— Start of Material —

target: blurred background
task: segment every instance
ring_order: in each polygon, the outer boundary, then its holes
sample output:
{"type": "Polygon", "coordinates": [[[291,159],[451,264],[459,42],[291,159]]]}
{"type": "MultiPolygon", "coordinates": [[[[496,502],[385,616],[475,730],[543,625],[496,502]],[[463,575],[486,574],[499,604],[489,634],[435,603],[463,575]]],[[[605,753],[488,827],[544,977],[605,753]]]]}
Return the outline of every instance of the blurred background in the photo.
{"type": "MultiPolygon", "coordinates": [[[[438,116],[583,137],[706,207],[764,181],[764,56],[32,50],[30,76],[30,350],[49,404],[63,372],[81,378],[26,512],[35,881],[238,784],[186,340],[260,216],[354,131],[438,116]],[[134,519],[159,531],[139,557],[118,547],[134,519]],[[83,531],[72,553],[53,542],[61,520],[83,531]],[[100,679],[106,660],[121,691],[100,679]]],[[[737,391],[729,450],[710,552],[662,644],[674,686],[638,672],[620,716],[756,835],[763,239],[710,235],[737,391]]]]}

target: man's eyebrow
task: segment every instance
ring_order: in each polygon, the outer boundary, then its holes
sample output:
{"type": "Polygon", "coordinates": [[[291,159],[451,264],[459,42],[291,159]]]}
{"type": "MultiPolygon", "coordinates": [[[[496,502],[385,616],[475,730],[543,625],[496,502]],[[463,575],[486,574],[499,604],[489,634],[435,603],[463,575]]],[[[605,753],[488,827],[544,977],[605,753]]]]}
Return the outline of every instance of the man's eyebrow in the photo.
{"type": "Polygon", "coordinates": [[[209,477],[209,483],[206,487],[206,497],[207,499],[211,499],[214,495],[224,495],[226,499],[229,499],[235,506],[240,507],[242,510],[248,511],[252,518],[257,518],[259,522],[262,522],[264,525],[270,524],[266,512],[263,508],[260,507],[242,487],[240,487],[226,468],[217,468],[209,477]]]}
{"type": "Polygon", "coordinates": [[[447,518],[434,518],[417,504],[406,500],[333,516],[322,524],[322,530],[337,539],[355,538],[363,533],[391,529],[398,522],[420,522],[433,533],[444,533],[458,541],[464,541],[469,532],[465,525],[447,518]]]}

— End of Material —

* _Task brief_
Rewrite the lines above, swapping every "photo" for "image" and leaving everything else untouched.

* _Task output_
target: blurred background
task: segment every instance
ring_order: in each polygon, the outer boundary, then its holes
sample output:
{"type": "Polygon", "coordinates": [[[291,159],[451,264],[459,42],[291,159]]]}
{"type": "MultiPolygon", "coordinates": [[[[496,502],[385,616],[475,730],[543,625],[496,502]],[[463,575],[486,574],[499,604],[489,634],[435,603],[463,575]]],[[[605,753],[488,827],[544,977],[605,753]]]]}
Return the outline of every instance of the blurred background in the image.
{"type": "MultiPolygon", "coordinates": [[[[438,116],[583,137],[706,207],[764,181],[764,56],[32,50],[30,76],[30,350],[49,404],[63,372],[81,378],[26,512],[35,881],[238,784],[186,340],[260,216],[354,131],[438,116]],[[134,519],[159,531],[139,557],[118,547],[134,519]],[[83,531],[72,553],[53,542],[61,520],[83,531]],[[100,679],[106,660],[121,691],[100,679]]],[[[737,391],[729,450],[710,552],[662,644],[674,686],[638,672],[620,716],[756,835],[763,239],[710,235],[737,391]]]]}

target: man's eyebrow
task: segment every instance
ring_order: in each polygon, the outer boundary, then its holes
sample output:
{"type": "Polygon", "coordinates": [[[291,159],[451,264],[459,42],[291,159]]]}
{"type": "MultiPolygon", "coordinates": [[[[496,502],[385,616],[475,730],[543,625],[496,502]],[[463,575],[486,574],[499,604],[489,634],[435,603],[463,575]]],[[[605,753],[488,827],[544,977],[605,753]]]]}
Return the outline of every instance of the man's eyebrow in the image.
{"type": "Polygon", "coordinates": [[[209,477],[209,483],[206,487],[206,497],[207,499],[211,499],[214,495],[224,495],[226,499],[229,499],[235,506],[240,507],[242,510],[248,511],[252,518],[257,518],[259,522],[262,522],[264,525],[270,524],[266,512],[263,508],[260,507],[242,487],[240,487],[226,468],[217,468],[209,477]]]}
{"type": "Polygon", "coordinates": [[[447,518],[434,518],[417,504],[406,500],[333,516],[322,524],[322,530],[337,539],[355,538],[363,533],[391,529],[398,522],[420,522],[433,533],[444,533],[458,541],[464,541],[469,532],[465,525],[447,518]]]}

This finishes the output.